### WHAT TO PRODUCE
Starting at the line that contains "Please examine the photo and determine if any orange", copy each line through the end of the listing below. Include both ends and output nothing more.

### GIVEN ENTRIES
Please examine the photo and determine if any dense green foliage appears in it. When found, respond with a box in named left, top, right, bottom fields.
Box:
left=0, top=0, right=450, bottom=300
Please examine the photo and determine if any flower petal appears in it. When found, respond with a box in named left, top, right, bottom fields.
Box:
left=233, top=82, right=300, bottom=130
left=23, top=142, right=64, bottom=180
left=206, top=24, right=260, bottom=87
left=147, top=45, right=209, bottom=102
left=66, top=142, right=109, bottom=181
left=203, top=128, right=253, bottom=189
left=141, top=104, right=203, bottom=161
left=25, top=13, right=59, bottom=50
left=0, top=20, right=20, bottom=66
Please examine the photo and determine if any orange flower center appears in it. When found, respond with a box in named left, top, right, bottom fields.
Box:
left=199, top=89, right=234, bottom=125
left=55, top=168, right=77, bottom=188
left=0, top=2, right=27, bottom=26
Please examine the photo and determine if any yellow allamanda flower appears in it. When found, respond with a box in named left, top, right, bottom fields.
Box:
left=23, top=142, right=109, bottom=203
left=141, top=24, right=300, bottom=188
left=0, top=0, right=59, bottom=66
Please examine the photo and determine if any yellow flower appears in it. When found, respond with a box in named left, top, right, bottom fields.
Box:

### WRITTEN ANSWER
Please examine the photo and determine if any orange flower center appears in it. When found, respond with a box in named left, top, right, bottom fields.
Box:
left=199, top=89, right=234, bottom=125
left=55, top=168, right=77, bottom=188
left=0, top=2, right=27, bottom=26
Please examine the photo and determine if any yellow allamanda flower appears in it. When found, respond with a box in named left, top, right, bottom fields.
Box:
left=23, top=142, right=109, bottom=203
left=141, top=24, right=300, bottom=188
left=0, top=0, right=59, bottom=66
Please examine the photo and determine if any yellow flower appears in it. When found, respond with a box in named left, top, right, bottom fields.
Box:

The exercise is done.